▶ **WORK TO COMPLETE**: Please print out every entry below, verbatim.

——

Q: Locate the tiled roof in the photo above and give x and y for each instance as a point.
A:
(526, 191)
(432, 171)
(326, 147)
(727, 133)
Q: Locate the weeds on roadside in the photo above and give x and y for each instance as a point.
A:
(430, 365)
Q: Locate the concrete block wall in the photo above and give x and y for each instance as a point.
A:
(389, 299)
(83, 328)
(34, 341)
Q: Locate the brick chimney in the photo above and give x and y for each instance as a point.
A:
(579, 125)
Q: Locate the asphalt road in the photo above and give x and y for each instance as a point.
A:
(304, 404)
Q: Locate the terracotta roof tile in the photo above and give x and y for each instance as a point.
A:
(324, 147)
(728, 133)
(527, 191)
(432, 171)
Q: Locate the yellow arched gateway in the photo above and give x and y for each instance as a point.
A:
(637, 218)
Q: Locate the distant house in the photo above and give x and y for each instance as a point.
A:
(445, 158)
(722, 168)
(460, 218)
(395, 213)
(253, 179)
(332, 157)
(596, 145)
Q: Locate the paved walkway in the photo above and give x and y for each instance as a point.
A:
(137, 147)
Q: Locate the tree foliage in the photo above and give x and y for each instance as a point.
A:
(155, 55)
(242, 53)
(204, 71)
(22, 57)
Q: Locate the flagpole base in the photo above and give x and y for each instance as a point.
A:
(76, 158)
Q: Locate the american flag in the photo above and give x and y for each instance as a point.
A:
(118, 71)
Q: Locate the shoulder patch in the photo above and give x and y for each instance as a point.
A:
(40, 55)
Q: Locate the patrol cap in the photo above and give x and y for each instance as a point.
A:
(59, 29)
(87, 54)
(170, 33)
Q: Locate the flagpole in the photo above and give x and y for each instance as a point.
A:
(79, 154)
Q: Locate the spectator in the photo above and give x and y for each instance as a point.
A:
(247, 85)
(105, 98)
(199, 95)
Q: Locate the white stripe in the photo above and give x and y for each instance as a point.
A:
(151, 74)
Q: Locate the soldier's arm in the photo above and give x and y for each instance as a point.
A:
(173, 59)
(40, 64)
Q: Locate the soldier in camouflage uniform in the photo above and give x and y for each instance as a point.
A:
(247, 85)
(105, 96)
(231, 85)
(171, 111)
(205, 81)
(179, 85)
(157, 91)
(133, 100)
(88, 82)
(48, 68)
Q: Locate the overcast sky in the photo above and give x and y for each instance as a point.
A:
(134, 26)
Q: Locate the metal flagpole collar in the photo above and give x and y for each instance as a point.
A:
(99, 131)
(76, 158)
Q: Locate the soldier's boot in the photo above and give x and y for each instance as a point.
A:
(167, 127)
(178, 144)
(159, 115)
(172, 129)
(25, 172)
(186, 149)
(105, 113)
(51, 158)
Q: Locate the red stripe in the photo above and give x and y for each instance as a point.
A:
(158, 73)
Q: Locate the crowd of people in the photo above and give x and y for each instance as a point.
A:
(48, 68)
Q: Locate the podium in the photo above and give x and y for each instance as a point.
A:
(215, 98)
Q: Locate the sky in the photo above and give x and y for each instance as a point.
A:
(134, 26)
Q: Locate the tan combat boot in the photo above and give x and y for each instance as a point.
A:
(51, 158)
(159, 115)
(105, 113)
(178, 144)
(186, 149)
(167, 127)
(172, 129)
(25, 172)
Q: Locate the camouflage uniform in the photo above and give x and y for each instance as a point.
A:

——

▶ **TASK ANSWER**:
Q: Locate the tiled roof in the photo above and give x and y for each instance as a point.
A:
(526, 191)
(432, 171)
(326, 147)
(727, 133)
Q: Locate the weeds on roadside in the photo above and give x and y for each instance as a point.
A:
(430, 365)
Q: Locate the concrete block wall in the photo above and give x and y for each instance as a point.
A:
(389, 299)
(83, 328)
(34, 341)
Q: Locate the brick chimney in the photo above and give x and y for each instance as a point.
A:
(579, 125)
Q: Locate the asphalt road in the photo above and give x and y for each instance as a point.
A:
(304, 404)
Q: Locate the terracotta roof tile in the photo above and give x and y for each instance as a point.
A:
(324, 147)
(728, 133)
(527, 191)
(432, 171)
Q: Locate the yellow arched gateway in the photo above and give x and y for each instance as a point.
A:
(637, 218)
Q: Locate the distant house in the photo above and give x and y for each instance as a point.
A:
(445, 158)
(722, 168)
(460, 218)
(395, 213)
(253, 179)
(332, 157)
(596, 145)
Q: Locate the paved walkway in the photo above and give x and y for each instance as a point.
A:
(137, 147)
Q: Locate the tree foliage in the photo above and give x and y for each instance as a point.
A:
(155, 55)
(242, 53)
(204, 71)
(22, 57)
Q: Locate the flagpole base in the photo above and give x and y for each instance as a point.
A:
(76, 158)
Q: Locate the american flag in the photo above and give x and y for each instance as a point.
A:
(118, 71)
Q: Locate the shoulder patch in the photo above and give x and y for each instance as a point.
A:
(40, 55)
Q: Locate the patrol cap in the photo above and give x and y for each instance as a point.
A:
(59, 29)
(87, 54)
(170, 33)
Q: Locate the flagpole in the photo above and give x and y for each instance as a point.
A:
(79, 154)
Q: Locate the spectator in the photo above and give x and y for each instance as a point.
A:
(247, 85)
(105, 98)
(199, 95)
Q: Locate the white stripe in the photo above and give x and y for each instance as a point.
A:
(151, 74)
Q: Locate the soldier's arm in the photo above and give x and y for each instance as a point.
A:
(173, 59)
(40, 64)
Q: Locate the soldier in camouflage uniform in the photo above and give x and y for each instance as a point.
A:
(247, 85)
(105, 96)
(231, 85)
(171, 111)
(205, 81)
(179, 85)
(157, 91)
(133, 100)
(88, 82)
(48, 68)
Q: Locate the overcast sky in the photo above and give x and y for each instance as a point.
A:
(134, 26)
Q: Locate the metal flagpole collar in the photo above and give x and y for each instance as a point.
A:
(99, 131)
(76, 158)
Q: Locate the soldier's boot in the photo above and give x and y for each instance as a point.
A:
(167, 127)
(178, 144)
(159, 115)
(172, 129)
(25, 172)
(186, 149)
(105, 113)
(51, 158)
Q: Locate the red stripe in the photo above and give x and y for each instance as a point.
A:
(158, 73)
Q: Locate the crowd of people in the photo above and give x and y for each instance as a point.
A:
(48, 68)
Q: Locate the podium in the photo above and give x and y for each instance as a point.
A:
(215, 98)
Q: Locate the sky in the photo above and give x and y for each instance as a point.
A:
(134, 26)
Q: Locate the tan combat boot in the photo above and give x and y for each instance as a point.
A:
(51, 158)
(159, 115)
(105, 113)
(178, 144)
(186, 149)
(167, 127)
(172, 129)
(25, 172)
Q: Locate the camouflage uniform in the photo above and give x and y for each instance as a point.
A:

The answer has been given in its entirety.